> [Exercise]: Present the lines of the records as a Markdown table with the columns "No." and "Line," one row per line, leaving out blank lines. Start at the line containing "Query: white railing" and end at the line containing "Give the mask of the white", including both.

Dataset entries
-------

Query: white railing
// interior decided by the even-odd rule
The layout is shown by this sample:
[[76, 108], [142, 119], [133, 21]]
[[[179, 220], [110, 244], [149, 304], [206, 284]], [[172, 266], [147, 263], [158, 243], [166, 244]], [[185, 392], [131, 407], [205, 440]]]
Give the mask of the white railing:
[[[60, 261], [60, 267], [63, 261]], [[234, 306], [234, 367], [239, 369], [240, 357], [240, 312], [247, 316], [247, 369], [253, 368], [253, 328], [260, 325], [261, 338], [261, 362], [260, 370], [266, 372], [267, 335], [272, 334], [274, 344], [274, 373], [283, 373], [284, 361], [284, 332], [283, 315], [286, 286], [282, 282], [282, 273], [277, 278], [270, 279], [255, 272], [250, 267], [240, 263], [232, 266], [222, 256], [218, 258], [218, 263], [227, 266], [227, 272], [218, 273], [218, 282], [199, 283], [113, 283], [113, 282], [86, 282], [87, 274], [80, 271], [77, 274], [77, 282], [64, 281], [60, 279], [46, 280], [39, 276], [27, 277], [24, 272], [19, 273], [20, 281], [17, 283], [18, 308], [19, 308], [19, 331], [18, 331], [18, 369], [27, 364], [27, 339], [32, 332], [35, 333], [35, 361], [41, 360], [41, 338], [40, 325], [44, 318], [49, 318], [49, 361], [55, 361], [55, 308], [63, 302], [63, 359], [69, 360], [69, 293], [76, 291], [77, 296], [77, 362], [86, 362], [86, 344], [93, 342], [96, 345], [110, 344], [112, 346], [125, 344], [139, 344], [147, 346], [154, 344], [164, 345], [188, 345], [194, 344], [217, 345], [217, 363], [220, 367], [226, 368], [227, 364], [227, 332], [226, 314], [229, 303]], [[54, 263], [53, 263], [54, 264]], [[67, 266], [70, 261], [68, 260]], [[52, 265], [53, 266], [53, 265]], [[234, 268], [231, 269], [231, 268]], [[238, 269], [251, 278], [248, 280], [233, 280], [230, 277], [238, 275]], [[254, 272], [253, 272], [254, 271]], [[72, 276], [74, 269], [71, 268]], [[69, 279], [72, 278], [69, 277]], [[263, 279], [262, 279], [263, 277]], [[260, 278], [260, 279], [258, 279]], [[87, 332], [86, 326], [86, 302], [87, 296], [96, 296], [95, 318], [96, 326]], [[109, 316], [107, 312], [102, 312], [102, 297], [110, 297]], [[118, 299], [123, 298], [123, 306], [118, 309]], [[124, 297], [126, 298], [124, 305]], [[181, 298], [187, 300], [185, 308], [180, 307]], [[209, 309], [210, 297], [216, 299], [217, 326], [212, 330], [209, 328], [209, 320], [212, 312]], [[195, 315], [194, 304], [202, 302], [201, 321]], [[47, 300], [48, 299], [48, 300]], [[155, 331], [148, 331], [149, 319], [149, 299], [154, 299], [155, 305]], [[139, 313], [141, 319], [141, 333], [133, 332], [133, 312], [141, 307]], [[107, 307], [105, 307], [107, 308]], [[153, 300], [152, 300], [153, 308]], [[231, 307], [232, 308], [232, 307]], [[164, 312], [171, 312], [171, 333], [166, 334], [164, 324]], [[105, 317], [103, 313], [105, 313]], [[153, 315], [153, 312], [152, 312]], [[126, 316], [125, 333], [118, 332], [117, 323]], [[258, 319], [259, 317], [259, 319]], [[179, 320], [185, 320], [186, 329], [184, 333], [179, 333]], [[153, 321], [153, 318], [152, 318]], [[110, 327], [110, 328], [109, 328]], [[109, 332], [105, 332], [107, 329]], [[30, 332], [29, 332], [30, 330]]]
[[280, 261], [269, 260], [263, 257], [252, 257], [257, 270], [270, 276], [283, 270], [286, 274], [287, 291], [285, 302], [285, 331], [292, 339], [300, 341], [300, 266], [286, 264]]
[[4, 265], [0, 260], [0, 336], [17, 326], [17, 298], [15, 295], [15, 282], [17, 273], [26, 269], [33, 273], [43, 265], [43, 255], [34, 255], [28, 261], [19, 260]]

-------

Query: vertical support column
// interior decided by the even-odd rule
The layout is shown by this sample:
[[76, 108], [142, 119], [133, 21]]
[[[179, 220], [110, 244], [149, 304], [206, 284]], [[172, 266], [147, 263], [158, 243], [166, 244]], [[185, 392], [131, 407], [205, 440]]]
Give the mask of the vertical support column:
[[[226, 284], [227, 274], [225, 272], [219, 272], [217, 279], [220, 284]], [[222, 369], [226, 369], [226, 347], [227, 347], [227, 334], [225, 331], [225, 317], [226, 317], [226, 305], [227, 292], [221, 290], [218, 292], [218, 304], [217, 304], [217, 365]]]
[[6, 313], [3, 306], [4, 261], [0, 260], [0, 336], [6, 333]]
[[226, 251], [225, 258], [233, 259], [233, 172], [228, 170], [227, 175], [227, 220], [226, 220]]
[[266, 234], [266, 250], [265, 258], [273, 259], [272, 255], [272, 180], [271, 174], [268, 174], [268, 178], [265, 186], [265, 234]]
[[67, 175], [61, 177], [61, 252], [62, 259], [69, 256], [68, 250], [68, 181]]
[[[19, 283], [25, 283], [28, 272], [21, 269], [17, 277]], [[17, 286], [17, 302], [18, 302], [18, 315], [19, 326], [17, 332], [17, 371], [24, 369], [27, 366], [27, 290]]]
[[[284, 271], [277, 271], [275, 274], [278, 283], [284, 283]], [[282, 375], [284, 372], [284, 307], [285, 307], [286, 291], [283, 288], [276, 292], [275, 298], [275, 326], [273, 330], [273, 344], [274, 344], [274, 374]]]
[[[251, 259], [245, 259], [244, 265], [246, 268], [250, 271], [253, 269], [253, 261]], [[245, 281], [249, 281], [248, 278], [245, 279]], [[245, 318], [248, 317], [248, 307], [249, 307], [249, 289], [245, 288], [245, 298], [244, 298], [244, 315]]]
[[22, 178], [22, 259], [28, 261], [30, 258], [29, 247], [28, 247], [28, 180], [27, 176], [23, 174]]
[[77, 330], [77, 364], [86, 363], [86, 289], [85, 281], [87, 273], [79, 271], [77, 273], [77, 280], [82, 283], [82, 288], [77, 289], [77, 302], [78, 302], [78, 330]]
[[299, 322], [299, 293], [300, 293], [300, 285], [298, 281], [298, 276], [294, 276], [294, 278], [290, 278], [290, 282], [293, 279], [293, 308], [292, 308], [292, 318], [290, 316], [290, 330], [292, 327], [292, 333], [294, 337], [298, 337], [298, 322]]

-------

> [Solution to this exercise]:
| No. | Line |
|---|---|
| 1 | Query: white railing |
| 2 | // interior decided by the even-odd rule |
| 3 | The layout is shown by this sample: |
| 4 | [[76, 108], [142, 119], [133, 21]] |
| 5 | [[[179, 220], [110, 244], [149, 304], [206, 284]], [[172, 266], [147, 263], [158, 243], [166, 244]], [[185, 392], [131, 407], [205, 440]]] |
| 6 | Give the mask of the white railing: |